Follow TV Tropes

Following

Human Knot

Go To

https://static.tvtropes.org/pmwiki/pub/images/plasticman_knot.png
His hands are tied. Along with everything else.
"As I foretold, you have annoyed me." Moments later, my arms and legs were tied up in knots. Square knots, to boot. I hate square knots—they're not natural to the human anatomy.

Victims getting abused by tying their limbs and other body parts into knots usually demonstrates the strength of their abuser. A popular tactic in art styles that use Rubber-Hose Limbs, it can be used in other mediums as well. In Real Life, the bones usually prevent the limbs from bending the way they would need to for this trope.

Knotty Tentacles is a subtrope, covering examples of prehensile tentacles, snakes, and characters with stretching superpowers. Both tropes are subtrope of Bound and Gagged, which covers all examples of characters getting tied up (albeit usually in a less literal fashion).

Compare with Barehanded Bar Bending, where the strong character does this same thing to a nonliving object, usually something made of metal. This trope, in contrast, is usually Played for Laughs as a subset of Amusing Injuries.

May be used as a part of Curb-Stomp Battle.

Not to be confused with Knotty Tentacles.

Compare: Punch! Punch! Punch! Uh Oh..., Rubber-Hose Limbs, Accordion Man, Squashed Flat and Be the Ball for other victims of Amusing Injuries.


Examples:

    open/close all folders 

    Comic Books 
  • A non-comical example in 52: Ralph Dibny knocks out a demon, pumps him full of gingold (a substance that makes a body super-elastic), then ties him up in a giant knot. By the time the demon regains consciousness, the gingold is already beginning to wear out (with all the nasty consequences of a regular body being tied into a knot), and Ralph offers another portion for the information he needs from the demon.

▶ **EXERCISE REQUIREMENTS**
1) According to the Human Knot trope page, what usually prevents limbs in real life from bending the way this trope requires?
2) Extract every line of the records that contains the string "windshield", treating uppercase and lowercase as distinct.
The trope page and the records are separate material.

▶ **RECORD EXTRACTS**
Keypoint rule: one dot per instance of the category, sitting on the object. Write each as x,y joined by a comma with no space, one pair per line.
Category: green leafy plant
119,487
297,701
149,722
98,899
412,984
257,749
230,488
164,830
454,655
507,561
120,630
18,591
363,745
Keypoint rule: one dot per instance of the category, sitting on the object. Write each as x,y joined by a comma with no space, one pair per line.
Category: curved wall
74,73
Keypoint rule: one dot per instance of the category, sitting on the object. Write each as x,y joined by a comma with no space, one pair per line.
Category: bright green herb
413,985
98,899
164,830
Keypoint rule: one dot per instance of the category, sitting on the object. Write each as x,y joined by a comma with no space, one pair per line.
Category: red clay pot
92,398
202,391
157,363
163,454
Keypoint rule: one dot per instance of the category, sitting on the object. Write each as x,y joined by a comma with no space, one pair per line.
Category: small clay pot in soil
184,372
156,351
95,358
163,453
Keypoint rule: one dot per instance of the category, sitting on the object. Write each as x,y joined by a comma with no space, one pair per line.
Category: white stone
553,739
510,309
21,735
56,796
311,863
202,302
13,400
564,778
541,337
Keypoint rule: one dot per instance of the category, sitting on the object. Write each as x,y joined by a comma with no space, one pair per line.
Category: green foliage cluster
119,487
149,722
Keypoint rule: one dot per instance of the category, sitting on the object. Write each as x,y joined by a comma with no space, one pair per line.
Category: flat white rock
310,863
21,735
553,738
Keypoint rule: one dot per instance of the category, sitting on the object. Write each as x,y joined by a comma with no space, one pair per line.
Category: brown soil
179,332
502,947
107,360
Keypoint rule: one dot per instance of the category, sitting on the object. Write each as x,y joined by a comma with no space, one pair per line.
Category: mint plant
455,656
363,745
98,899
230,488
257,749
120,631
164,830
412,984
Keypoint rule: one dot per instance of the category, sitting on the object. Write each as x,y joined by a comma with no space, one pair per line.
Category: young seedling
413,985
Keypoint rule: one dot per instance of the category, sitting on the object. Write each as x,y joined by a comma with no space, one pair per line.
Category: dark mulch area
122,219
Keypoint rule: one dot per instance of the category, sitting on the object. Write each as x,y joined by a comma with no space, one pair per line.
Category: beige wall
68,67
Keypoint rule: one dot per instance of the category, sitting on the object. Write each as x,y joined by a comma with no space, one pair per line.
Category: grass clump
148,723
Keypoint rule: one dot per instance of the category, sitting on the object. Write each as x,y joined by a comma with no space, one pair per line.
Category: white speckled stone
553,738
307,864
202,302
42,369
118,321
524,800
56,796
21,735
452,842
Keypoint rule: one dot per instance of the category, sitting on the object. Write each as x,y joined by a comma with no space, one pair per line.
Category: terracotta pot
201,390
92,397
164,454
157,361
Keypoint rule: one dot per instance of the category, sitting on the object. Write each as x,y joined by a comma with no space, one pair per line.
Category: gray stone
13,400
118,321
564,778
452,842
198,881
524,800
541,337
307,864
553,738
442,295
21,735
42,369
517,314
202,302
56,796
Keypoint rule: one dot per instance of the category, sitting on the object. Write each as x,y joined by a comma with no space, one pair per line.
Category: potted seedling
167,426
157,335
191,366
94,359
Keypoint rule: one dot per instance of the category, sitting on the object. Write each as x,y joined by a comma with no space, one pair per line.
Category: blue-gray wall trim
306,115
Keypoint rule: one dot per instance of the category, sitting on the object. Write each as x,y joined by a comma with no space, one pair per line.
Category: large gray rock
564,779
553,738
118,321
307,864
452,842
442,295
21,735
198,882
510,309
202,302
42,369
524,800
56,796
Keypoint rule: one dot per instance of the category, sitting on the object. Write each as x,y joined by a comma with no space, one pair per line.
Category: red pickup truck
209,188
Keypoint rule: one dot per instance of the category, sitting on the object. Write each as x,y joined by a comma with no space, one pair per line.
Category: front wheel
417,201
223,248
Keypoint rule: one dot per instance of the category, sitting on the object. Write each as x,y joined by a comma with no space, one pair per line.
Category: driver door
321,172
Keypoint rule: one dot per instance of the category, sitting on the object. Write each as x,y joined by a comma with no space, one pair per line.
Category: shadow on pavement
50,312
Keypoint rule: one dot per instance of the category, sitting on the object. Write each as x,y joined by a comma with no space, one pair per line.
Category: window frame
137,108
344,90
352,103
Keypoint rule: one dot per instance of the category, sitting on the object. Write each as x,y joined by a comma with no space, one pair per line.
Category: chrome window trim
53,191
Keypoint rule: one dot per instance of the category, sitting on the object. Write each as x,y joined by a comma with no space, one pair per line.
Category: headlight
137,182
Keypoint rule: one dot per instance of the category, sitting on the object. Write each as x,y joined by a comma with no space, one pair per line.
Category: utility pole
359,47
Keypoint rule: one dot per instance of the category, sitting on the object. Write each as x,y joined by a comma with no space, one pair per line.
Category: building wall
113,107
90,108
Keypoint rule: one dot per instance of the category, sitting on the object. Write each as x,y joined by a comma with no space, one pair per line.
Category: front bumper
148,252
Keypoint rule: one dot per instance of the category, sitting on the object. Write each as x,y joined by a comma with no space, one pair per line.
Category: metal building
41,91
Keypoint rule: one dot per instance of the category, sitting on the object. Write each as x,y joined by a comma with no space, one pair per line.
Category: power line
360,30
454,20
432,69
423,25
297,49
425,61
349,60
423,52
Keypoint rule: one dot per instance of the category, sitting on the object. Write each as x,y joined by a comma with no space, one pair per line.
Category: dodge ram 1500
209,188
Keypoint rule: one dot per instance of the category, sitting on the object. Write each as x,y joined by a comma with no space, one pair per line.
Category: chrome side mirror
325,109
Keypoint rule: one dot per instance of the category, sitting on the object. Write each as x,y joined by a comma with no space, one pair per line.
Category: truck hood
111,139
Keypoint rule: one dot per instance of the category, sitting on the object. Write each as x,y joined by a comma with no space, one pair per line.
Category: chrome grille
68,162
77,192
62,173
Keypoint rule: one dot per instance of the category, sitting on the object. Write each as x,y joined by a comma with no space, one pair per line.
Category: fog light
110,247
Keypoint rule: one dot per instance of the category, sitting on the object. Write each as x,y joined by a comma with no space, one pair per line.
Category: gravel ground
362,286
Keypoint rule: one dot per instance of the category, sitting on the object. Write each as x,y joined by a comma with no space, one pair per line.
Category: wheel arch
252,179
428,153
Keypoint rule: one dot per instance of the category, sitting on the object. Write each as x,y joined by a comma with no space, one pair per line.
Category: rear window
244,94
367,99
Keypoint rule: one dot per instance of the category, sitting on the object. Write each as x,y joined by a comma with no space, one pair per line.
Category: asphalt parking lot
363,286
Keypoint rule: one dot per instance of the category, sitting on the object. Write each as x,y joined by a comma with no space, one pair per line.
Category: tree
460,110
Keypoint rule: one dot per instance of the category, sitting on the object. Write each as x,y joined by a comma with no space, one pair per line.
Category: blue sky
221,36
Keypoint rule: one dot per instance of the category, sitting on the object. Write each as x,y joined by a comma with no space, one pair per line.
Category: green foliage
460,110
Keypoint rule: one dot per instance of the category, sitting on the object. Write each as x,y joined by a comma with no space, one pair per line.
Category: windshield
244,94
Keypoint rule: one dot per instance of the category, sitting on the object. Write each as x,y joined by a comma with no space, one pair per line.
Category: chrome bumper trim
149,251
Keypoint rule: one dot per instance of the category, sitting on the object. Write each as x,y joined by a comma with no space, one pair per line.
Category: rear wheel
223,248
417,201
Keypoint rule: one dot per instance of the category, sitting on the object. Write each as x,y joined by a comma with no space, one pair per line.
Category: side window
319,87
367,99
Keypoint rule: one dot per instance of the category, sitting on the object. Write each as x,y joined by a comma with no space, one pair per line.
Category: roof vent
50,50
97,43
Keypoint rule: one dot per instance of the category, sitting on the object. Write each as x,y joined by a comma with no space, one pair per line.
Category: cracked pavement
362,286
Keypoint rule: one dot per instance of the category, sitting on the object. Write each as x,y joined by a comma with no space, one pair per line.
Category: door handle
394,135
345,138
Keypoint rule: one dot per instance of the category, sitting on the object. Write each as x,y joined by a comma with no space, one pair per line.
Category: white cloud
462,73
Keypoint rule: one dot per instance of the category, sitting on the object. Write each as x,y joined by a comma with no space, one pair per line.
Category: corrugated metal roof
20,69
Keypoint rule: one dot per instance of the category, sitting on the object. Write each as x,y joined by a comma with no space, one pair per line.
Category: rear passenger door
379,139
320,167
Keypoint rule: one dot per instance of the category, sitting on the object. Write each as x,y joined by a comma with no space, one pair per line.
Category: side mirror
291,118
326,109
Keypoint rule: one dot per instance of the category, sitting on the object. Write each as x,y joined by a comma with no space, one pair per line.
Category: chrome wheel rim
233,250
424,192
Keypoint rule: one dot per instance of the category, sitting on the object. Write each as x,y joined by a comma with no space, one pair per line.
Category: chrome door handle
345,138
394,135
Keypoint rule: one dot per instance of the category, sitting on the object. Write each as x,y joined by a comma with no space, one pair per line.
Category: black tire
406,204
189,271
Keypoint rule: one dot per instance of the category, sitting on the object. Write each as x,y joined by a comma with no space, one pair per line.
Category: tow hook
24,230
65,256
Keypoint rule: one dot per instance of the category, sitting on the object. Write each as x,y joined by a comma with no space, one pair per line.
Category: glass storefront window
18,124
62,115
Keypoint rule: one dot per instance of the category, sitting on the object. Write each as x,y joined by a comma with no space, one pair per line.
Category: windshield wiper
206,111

▶ **EXERCISE RESULTS**
1) The bones usually prevent it.

2)
Category: windshield
Category: windshield wiper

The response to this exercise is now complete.